══ Listed entries

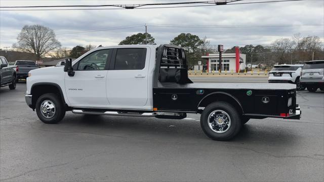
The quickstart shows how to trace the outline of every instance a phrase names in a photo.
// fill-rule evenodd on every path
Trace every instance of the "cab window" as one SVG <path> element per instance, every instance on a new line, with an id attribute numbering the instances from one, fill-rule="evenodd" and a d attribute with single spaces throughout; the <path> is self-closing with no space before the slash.
<path id="1" fill-rule="evenodd" d="M 77 67 L 75 70 L 78 71 L 104 70 L 106 65 L 108 65 L 107 62 L 111 55 L 110 53 L 110 50 L 102 50 L 92 53 L 77 63 Z"/>
<path id="2" fill-rule="evenodd" d="M 115 70 L 141 70 L 145 65 L 145 48 L 127 48 L 117 50 Z"/>

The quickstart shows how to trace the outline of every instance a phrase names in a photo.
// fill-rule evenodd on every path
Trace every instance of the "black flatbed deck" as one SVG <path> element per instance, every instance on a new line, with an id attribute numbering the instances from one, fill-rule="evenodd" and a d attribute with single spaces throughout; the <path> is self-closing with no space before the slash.
<path id="1" fill-rule="evenodd" d="M 161 83 L 165 88 L 196 89 L 248 89 L 261 90 L 291 90 L 296 88 L 296 85 L 291 83 L 192 83 L 179 84 L 174 82 Z"/>

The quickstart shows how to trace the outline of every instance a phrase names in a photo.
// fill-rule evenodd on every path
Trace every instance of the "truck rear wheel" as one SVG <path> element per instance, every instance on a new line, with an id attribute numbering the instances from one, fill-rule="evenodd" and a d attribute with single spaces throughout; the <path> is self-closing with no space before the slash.
<path id="1" fill-rule="evenodd" d="M 200 116 L 200 125 L 208 137 L 215 140 L 227 141 L 239 131 L 242 123 L 236 109 L 224 102 L 208 105 Z"/>
<path id="2" fill-rule="evenodd" d="M 247 117 L 242 116 L 241 117 L 241 122 L 242 122 L 242 124 L 244 124 L 247 123 L 249 120 L 250 120 L 250 118 Z"/>
<path id="3" fill-rule="evenodd" d="M 36 113 L 42 121 L 56 124 L 65 115 L 65 110 L 60 98 L 55 94 L 45 94 L 37 100 Z"/>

════

Directions
Set the data above down again exactly as given, with no pictures.

Written answer
The quickstart shows how to trace the outline of every instance a phrase names in a photo.
// fill-rule evenodd on every path
Trace every instance of the "cab window" as one SVG <path> element per instance, every instance on a new line, with an id attribute numbering the instances from one, fill-rule="evenodd" and a d attribute with single spaces throughout; the <path> is self-closing with no space before the slash.
<path id="1" fill-rule="evenodd" d="M 77 67 L 75 70 L 78 71 L 104 70 L 106 65 L 108 65 L 107 62 L 111 55 L 110 53 L 110 50 L 102 50 L 92 53 L 77 63 Z"/>
<path id="2" fill-rule="evenodd" d="M 115 70 L 141 70 L 145 65 L 145 48 L 127 48 L 117 50 Z"/>

The quickstart shows how to trace the outline of every instance a phrase names in a photo.
// fill-rule evenodd on every path
Trace every instance of the "black flatbed deck" as one SVG <path> element per instance, every instance on a new line, with an id attribute numbering the instances from one, fill-rule="evenodd" and a d attribute with single spaces throughout; the <path> is self-closing with no space before the slash.
<path id="1" fill-rule="evenodd" d="M 161 83 L 165 88 L 196 89 L 248 89 L 261 90 L 291 90 L 296 88 L 296 85 L 291 83 L 192 83 L 179 84 L 174 82 Z"/>

The quickstart shows how to trace the outline of every instance a phrase names in a photo.
// fill-rule evenodd on every path
Trace every instance of the "truck rear wheel" as one SVG <path> element per instance, every instance on a new line, with an id attribute numbering the instances from one, fill-rule="evenodd" and a d attribute with single spaces throughout; the <path> is self-closing with no space before the slash.
<path id="1" fill-rule="evenodd" d="M 200 116 L 200 125 L 208 137 L 215 140 L 227 141 L 239 131 L 242 123 L 236 109 L 224 102 L 208 105 Z"/>
<path id="2" fill-rule="evenodd" d="M 247 117 L 242 116 L 241 117 L 241 122 L 242 122 L 242 124 L 244 124 L 247 123 L 249 120 L 250 120 L 250 118 Z"/>
<path id="3" fill-rule="evenodd" d="M 36 113 L 42 121 L 56 124 L 65 115 L 65 110 L 60 98 L 55 94 L 45 94 L 37 100 Z"/>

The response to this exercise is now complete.